* TEXT BLOCK *
/---
Megaphragma caribea

Scientific classification
- Kingdom: Animalia
- Phylum: Arthropoda
- Clade: Pancrustacea
- Class: Insecta
- Order: Hymenoptera
- Family: Trichogrammatidae
- Genus: Megaphragma
- Species: M. caribea
- Binomial name: Megaphragma caribea Delvare, 1993

= Megaphragma caribea =

- Genus: Megaphragma
- Species: caribea
- Authority: Delvare, 1993

Species of wasp

Megaphragma caribea is a species of wasp. It has been found acting as an egg parasitoid of Heliothrips haemorrhoidalis and Selenothrips rubrocinctus, which live on the plant Terminalia catappa in Colombia. It has a body length of only 181–224 μm, making it one of the smallest extant insects.

Before it emerges as an adult, a majority of the nuclei inside its neurones undergo lysis, leaving its central nervous system mostly anucleate. This has been observed to occur in other species within this genus.
\---
* STUDY QUESTIONS *
A) Translate this sentence from the Megaphragma caribea text into Spanish: "It has a body length of only 181–224 μm, making it one of the smallest extant insects."
B) Please resume the Megaphragma caribea text after its final sentence.

* INFORMATION PROVIDED *
/---
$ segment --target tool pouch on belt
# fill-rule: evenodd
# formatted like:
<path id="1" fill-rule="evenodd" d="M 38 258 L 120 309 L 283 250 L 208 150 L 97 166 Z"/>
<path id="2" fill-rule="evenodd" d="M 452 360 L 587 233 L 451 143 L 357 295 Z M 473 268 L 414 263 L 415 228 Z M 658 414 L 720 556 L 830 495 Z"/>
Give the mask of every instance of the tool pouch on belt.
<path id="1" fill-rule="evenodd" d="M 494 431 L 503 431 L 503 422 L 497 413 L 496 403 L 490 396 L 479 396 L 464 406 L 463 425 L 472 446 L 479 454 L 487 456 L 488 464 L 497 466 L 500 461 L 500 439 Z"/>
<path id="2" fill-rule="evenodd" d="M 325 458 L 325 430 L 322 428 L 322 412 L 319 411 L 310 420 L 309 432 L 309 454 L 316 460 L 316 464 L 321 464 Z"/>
\---
* LIST OF ANSWERS *
A) Tiene una longitud corporal de apenas 181–224 μm, lo que la convierte en uno de los insectos actuales más pequeños.

B)
== Miniaturisation ==
Like others in its genus, it is a parasitoid of thrips’ eggs, which can be around 0.2mm or smaller. To efficiently parasitise these microscopic eggs, it has to be as small as possible, resulting in extreme miniaturisation.

Optimisation for microscopic proportions is likely the reason it lacks neuronal nuclei in adulthood; When obeying Haller’s rule, as an organism gets smaller its brain must become proportionally larger in order to maintain proper functioning. To avoid this, it gets rid of less necessary structures to reduce the overall size of its nervous system whilst maintaining normal function. It loses around 95% of its neuronal nuclei and yet can still locomote and display complex behaviour, as its anucleate cells remain functional.